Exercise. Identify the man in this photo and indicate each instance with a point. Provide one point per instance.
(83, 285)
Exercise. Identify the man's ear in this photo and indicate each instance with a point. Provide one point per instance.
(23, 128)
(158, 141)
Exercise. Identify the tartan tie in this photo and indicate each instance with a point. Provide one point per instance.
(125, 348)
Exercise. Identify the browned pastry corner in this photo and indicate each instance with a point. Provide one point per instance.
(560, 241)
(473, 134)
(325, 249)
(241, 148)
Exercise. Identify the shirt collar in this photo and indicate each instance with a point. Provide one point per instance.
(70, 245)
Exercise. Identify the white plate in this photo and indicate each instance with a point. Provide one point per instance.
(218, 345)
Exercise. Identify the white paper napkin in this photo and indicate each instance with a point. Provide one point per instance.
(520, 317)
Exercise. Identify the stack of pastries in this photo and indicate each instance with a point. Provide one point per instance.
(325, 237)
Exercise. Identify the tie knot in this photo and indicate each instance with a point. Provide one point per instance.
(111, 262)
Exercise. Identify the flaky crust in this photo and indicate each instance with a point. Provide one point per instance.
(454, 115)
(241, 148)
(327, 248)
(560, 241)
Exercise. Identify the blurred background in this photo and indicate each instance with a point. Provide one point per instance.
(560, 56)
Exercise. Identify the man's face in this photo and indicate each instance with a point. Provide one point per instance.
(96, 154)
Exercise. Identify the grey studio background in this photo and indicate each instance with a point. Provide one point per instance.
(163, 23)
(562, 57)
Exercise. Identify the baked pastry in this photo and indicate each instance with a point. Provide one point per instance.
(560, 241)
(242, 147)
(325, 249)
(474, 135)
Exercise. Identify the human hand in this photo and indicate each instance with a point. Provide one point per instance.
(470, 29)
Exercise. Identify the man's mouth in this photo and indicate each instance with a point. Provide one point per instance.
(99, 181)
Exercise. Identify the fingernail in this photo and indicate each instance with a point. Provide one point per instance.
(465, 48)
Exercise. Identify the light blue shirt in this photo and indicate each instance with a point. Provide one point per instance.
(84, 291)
----
#### What you need to do
Every record is to be repeated exactly as it stands above.

#### Response to this exercise
Exercise. Identify the man in this photo and indicate each instance with a point. Provide one point per instance.
(83, 285)
Exercise. Identify the man's ear in this photo and indicate each instance with a point. Provide one point per instance.
(23, 128)
(158, 141)
Exercise. Identify the tartan tie in this photo and indicate each instance with a point. Provide one point per instance.
(125, 348)
Exercise. Identify the browned pastry corner in this photo and indicate each instance with a point. Provide one point per instance.
(560, 241)
(473, 134)
(325, 249)
(241, 148)
Exercise. Identify the shirt collar in this photo and indicate each instance with a point. Provide one point per instance.
(70, 245)
Exercise. Identify the white plate in this photo and indicate each instance with a point. Provide one point per instance.
(218, 345)
Exercise. Identify the white paper napkin in this photo and indicate each instance with a point. Provide one point per instance.
(520, 317)
Exercise. Identify the stack of pastries in this photo and indicate each instance with a point. Provide one point per instance.
(325, 237)
Exercise. Identify the tie knot in this photo and indicate each instance with a point. Provide one point per instance.
(111, 262)
Exercise. Identify the flaky crust in this photo and indicate each instance with a point. Provide one point per instance.
(454, 115)
(241, 148)
(327, 248)
(560, 241)
Exercise. Identify the blurred background in this photo and indicate each instance with a point. Provide one point per instance.
(560, 56)
Exercise. Identify the man's face in this photo and indicate each instance with a point. Provide one point per instance.
(96, 154)
Exercise. Identify the grey studio background in this photo and indicate each instance with a point. Provide one point per instance.
(163, 23)
(562, 57)
Exercise. Identify the baked pastry in this photo and indicate each instance with a point. Provide one point per instance.
(560, 241)
(242, 147)
(325, 249)
(474, 135)
Exercise. Identify the human hand in this photo and indicate each instance with a point. Provide one point per instance.
(470, 29)
Exercise. Identify the man's mouth in this photo and indicate each instance with a point. Provide one point per instance.
(99, 181)
Exercise. Identify the fingernail in this photo and indicate each instance with a point. Provide one point per instance.
(465, 48)
Exercise. Identify the light blue shirt in this photo and indicate each instance with a point. Provide one point per instance.
(84, 291)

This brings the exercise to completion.